* _What is required_
Copy out the data below, swapping each "Would you kindly" for "Could you please" and leaving everything else the same.

* _Entries_
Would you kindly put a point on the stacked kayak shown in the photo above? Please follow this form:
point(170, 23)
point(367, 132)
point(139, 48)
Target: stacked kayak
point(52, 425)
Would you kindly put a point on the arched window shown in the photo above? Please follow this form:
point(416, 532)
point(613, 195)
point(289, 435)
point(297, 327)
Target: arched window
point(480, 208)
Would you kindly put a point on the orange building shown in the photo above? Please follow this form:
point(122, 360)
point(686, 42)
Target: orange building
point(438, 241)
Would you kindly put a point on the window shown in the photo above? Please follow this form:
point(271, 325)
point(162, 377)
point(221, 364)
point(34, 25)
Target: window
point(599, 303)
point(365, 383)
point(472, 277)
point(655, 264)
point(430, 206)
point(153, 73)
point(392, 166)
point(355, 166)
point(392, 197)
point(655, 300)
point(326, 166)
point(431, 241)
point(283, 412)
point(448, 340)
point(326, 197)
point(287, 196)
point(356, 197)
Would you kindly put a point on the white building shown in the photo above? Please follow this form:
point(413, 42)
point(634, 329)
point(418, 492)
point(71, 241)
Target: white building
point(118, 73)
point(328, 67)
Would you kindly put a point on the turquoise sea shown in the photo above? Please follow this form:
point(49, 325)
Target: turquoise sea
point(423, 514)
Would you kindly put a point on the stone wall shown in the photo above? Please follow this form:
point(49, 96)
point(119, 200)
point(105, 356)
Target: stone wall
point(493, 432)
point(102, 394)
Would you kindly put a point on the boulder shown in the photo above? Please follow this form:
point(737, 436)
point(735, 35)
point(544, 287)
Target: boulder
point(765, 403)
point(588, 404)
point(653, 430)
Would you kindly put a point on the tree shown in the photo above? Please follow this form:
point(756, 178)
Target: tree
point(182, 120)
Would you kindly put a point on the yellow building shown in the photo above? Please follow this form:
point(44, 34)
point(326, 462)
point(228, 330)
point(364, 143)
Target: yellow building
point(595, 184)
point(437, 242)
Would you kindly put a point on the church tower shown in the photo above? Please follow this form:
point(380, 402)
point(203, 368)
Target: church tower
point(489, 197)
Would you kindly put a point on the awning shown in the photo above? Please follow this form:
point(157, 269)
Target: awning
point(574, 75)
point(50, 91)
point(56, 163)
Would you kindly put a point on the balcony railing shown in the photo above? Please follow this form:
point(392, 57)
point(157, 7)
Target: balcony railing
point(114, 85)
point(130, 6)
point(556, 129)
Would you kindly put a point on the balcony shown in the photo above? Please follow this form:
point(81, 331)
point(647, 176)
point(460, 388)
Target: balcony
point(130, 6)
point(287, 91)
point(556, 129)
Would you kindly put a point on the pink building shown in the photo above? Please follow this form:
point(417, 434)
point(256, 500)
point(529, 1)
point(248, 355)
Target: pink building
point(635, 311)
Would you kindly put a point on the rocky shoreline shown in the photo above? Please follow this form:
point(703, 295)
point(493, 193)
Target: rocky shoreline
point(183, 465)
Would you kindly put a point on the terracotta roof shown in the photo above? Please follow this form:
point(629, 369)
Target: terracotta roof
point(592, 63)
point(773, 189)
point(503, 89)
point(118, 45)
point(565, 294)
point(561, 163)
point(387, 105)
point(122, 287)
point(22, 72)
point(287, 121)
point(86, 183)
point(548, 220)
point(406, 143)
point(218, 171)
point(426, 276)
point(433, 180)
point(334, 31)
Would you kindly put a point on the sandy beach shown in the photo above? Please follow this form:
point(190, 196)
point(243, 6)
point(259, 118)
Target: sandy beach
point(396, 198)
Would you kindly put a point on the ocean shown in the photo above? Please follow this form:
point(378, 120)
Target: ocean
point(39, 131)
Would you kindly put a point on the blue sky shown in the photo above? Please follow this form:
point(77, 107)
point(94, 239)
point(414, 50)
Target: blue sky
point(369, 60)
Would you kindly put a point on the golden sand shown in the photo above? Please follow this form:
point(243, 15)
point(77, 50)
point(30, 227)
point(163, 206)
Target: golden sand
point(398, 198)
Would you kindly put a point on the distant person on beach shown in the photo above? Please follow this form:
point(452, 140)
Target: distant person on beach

* _The answer_
Could you please put a point on the stacked kayak shown in the photo above? Please follow this form:
point(170, 23)
point(367, 132)
point(139, 48)
Target: stacked kayak
point(52, 425)
Could you please put a point on the arched window shown in the photo above? Please follow this form:
point(416, 532)
point(613, 195)
point(289, 435)
point(297, 327)
Target: arched window
point(480, 208)
Could you please put a point on the orange building shown in the photo above? Please follow this form:
point(122, 360)
point(686, 42)
Target: orange building
point(438, 241)
Could you please put a point on the window shown in the photo above? Please follow this form:
point(271, 325)
point(162, 377)
point(221, 364)
point(34, 25)
Target: window
point(599, 303)
point(365, 383)
point(472, 277)
point(655, 264)
point(430, 206)
point(153, 73)
point(392, 166)
point(355, 166)
point(392, 197)
point(655, 300)
point(326, 166)
point(431, 241)
point(283, 412)
point(448, 340)
point(326, 197)
point(287, 196)
point(356, 197)
Could you please put a point on the white building shown in the photo above? Please follow this form:
point(413, 42)
point(634, 329)
point(418, 492)
point(71, 241)
Target: white building
point(118, 73)
point(328, 67)
Could you please put a point on the turquoise sea shown in the photo above? Please follow this form:
point(49, 325)
Target: turquoise sea
point(423, 514)
Could you please put a point on the stone wall shown in the photo above? Please follow this form:
point(49, 96)
point(119, 200)
point(105, 356)
Target: stone wall
point(493, 432)
point(102, 394)
Could you please put a point on the boulder shown in the photo above? Please follow this form:
point(737, 436)
point(735, 35)
point(544, 287)
Target: boulder
point(765, 403)
point(588, 404)
point(653, 430)
Could you please put a point on the tree shown in the photo above? Please follow this form:
point(756, 178)
Target: tree
point(182, 120)
Could you please put a point on the yellow building shown in the photo above? Please follow this form:
point(44, 34)
point(326, 462)
point(228, 330)
point(364, 143)
Target: yellow building
point(595, 184)
point(437, 242)
Could you please put a point on the church tower shown in the photo above? Please follow this form:
point(380, 402)
point(203, 368)
Target: church tower
point(489, 197)
Could you please put a point on the awning shown in the photo above? Please follow this form:
point(157, 269)
Target: awning
point(574, 75)
point(50, 91)
point(56, 163)
Could you please put a point on the balcony railing shown in the photo above? Please follow this form:
point(392, 57)
point(157, 7)
Target: balcony railing
point(114, 85)
point(130, 6)
point(556, 129)
Could you please put a point on the balcony shown in the photo above? Please follow this form:
point(81, 331)
point(647, 176)
point(460, 388)
Target: balcony
point(130, 6)
point(287, 91)
point(556, 129)
Could you please put a point on the pink building shown in the photo above? Please follow this form:
point(417, 434)
point(256, 500)
point(529, 1)
point(248, 355)
Target: pink building
point(635, 311)
Could you please put a point on the rocky shoreline shown in the photo above? Please follow this form:
point(703, 295)
point(493, 193)
Target: rocky shoreline
point(183, 465)
Could you please put a point on the terracotta roof shown in the photo above? Please follow this form:
point(629, 369)
Target: terracotta roof
point(592, 63)
point(773, 189)
point(503, 89)
point(118, 45)
point(565, 294)
point(561, 163)
point(387, 105)
point(122, 287)
point(22, 72)
point(287, 121)
point(86, 183)
point(548, 220)
point(406, 143)
point(218, 171)
point(426, 276)
point(433, 180)
point(334, 31)
Could you please put a point on the sandy beach shown in the photo above? Please follow this form:
point(190, 196)
point(243, 6)
point(259, 118)
Target: sandy beach
point(396, 198)
Could you please put a point on the ocean shown in the photo above? Please follow this form:
point(378, 120)
Target: ocean
point(39, 131)
Could you please put a point on the blue sky shown in the photo above? Please follow this form:
point(77, 107)
point(94, 239)
point(414, 50)
Target: blue sky
point(369, 60)
Could you please put a point on the golden sand shown in the photo above? Please follow this form:
point(243, 15)
point(77, 50)
point(30, 227)
point(163, 206)
Target: golden sand
point(398, 198)
Could you please put a point on the distant person on beach shown in the photo above? Please follow this form:
point(452, 140)
Target: distant person on beach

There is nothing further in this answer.